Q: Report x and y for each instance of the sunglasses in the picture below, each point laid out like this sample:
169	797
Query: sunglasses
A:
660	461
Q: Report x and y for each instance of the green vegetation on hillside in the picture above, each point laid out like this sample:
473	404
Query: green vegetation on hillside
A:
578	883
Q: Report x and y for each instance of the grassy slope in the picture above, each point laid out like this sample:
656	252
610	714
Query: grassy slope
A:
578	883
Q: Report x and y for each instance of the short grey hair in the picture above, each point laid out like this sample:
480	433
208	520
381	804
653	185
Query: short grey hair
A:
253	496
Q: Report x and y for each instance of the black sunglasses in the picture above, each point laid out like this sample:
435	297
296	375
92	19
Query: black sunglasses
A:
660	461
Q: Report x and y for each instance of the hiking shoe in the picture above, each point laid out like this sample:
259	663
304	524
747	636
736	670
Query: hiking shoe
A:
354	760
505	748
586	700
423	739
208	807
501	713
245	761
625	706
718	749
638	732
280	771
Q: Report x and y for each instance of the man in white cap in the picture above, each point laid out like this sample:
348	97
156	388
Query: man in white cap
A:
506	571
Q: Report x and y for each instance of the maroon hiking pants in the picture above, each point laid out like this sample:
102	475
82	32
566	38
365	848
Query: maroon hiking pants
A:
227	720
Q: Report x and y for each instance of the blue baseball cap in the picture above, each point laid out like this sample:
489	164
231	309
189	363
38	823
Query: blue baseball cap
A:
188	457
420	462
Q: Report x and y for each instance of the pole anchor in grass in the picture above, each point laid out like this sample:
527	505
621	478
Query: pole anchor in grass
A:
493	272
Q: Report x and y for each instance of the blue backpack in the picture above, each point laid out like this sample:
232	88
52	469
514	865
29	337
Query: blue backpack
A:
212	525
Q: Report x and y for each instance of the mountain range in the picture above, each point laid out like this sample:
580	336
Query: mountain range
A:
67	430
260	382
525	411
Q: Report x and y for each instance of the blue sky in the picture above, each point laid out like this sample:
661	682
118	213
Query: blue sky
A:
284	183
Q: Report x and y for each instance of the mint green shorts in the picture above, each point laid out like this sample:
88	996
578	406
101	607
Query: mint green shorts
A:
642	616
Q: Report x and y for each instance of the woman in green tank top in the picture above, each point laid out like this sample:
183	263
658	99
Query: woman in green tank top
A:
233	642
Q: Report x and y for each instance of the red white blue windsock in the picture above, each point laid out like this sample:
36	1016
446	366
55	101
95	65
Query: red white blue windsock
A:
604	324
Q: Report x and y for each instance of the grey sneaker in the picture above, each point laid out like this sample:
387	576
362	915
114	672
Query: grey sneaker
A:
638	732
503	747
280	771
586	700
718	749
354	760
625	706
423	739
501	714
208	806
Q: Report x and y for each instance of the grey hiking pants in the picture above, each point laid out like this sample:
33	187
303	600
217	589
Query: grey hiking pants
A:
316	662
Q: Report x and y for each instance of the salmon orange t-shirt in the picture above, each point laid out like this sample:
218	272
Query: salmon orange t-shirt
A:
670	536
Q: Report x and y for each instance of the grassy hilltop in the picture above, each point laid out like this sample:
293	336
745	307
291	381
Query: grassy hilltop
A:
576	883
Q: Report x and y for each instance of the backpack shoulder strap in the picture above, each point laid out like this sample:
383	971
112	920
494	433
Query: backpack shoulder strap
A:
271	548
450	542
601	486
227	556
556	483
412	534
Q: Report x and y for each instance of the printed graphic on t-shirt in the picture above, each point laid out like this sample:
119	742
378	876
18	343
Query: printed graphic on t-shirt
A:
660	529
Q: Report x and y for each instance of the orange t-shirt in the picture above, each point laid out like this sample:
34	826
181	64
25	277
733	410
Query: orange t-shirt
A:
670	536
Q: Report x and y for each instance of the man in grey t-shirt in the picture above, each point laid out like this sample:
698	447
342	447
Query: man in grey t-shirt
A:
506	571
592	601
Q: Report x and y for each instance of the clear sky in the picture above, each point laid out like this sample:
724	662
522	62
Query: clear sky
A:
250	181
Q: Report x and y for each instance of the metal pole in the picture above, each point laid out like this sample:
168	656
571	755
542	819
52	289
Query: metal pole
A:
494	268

■ ■ ■ ■ ■

(BRIEF) Copy all of the records above word for word, with every line unchanged and in the same order.

(COMPLETED EXERCISE)
Q: Report x and y for each instance of the sunglasses in the picture below, each point laid out like this sample:
169	797
Query: sunglasses
A:
660	461
Q: Report x and y for each instance of the green vegetation on hillside in the picture above, each point laid out like this sample:
473	404
Query: green vegetation on hillside
A:
578	883
Q: Report x and y for each instance of the grassy slope in the picture above, each point laid out like this sample:
656	252
610	714
Query: grassy slope
A:
578	883
Q: Report x and y for each instance of the short grey hair in the picture above, each point laid out like this sample:
480	433
208	520
381	804
653	185
Query: short grey hair
A:
253	496
Q: Report x and y for each instance of the black sunglasses in the picture above, each point laid out like this sample:
435	297
296	375
92	19
Query: black sunglasses
A:
660	461
Q: Report x and y for each instance of the hiking shoe in the picture above, each point laid out like this sample:
259	663
304	524
747	636
736	670
Query: hiking shoe
A:
354	760
505	748
586	700
423	739
208	807
501	713
245	761
625	706
718	749
638	732
280	771
Q: Report x and y for each instance of the man in white cap in the picture above, each point laid out like this sample:
348	97
156	388
Query: man in white cap
A:
506	571
Q: Report x and y for each instance of the maroon hiking pants in the picture above, each point laid out like this sample:
102	475
82	32
566	38
365	848
Query: maroon hiking pants
A:
227	720
Q: Report x and y for each instance of the blue baseball cap in the picture above, each point laid out like this sample:
489	164
231	309
189	363
38	823
Query: blue baseball cap
A:
188	457
420	462
Q: Report x and y for each instance of the pole anchor in grass in the picture above, each point laid out like this sample:
527	505
621	478
Query: pole anchor in grass
A:
493	272
Q: Report x and y for each instance of the blue backpack in the picture above, each point laid out like this sample:
232	88
52	469
514	865
29	337
Query: blue backpack
A:
212	525
Q: Report x and y for each instance of the mountain range in the picture above, each point laid out like this sample:
580	336
Query: mountain range
A:
67	430
260	382
525	411
Q: Report x and y for each instance of the blue sky in the picture above, each point laid out like this sample:
661	682
118	213
Query: blue sky
A:
284	183
Q: Report x and y for each instance of the mint green shorts in the picture above, each point laid out like this sample:
88	996
578	406
101	607
Query: mint green shorts
A:
642	616
Q: Report x and y for each instance of the woman in green tank top in the picture above, each point laid out like this sample:
183	263
658	99
Query: woman in green tank top
A:
233	642
Q: Report x and y for each instance of the red white blue windsock in the picture above, each point laid out like this sample:
36	1016
446	366
55	101
95	65
Query: red white blue windsock
A:
604	324
Q: Report x and y for each instance of the grey sneaker in the picture above, each point laid out like this sample:
387	576
362	915
114	672
Query: grey sneaker
A:
638	732
503	747
280	771
586	700
718	749
354	760
625	706
423	739
501	714
208	806
Q: Report x and y for each instance of the grey hiking pants in the picture above, each point laid out like this sample:
33	187
303	600
217	589
Query: grey hiking pants
A:
316	662
Q: Report x and y for each instance of the salmon orange t-shirt in the picture above, each point laid out like this sample:
218	272
Query: salmon orange t-shirt
A:
670	536
Q: Report x and y for each instance of the grassy hilltop in the picture above, each point laid out like this sample:
293	336
745	307
291	381
Query: grassy hilltop
A:
576	883
Q: Report x and y for each instance of the backpack shoulder strap in the picture above, each point laid out like this sample:
383	971
112	920
494	433
Query: backpack shoulder strap
A:
271	548
450	542
601	486
227	556
556	483
412	534
Q: Report x and y for each instance of the printed graphic on t-shirt in the picture above, each point laid out like this sample:
119	742
378	876
18	343
Query: printed graphic on t-shirt
A:
660	529
Q: Report x and y for each instance of the orange t-shirt in the picture above, each point laid out like this sample:
34	826
181	64
25	277
733	410
Query: orange t-shirt
A:
670	536
Q: Report x and y for each instance of the man in grey t-shirt in the picture above, each point laid out like this sample:
698	447
342	447
Query: man in grey t-shirt
A:
506	571
592	601
Q: Report x and y for each instance of the clear sky in the picture above, each point laid out like this sample:
724	662
522	62
Query: clear sky
A:
250	181
Q: Report x and y for each instance of the metal pole in the picture above, each point laid out like this sample:
168	656
571	755
542	819
52	289
Query: metal pole
A:
494	268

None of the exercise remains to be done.